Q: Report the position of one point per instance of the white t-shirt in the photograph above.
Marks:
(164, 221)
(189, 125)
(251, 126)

Aim —
Put every line of the material above into a numbered list, leaving out any blank lines.

Output below —
1. Q: Report the position of one point per instance of the white t-shirt in the photograph above.
2. Marks:
3. (164, 221)
4. (189, 125)
5. (251, 126)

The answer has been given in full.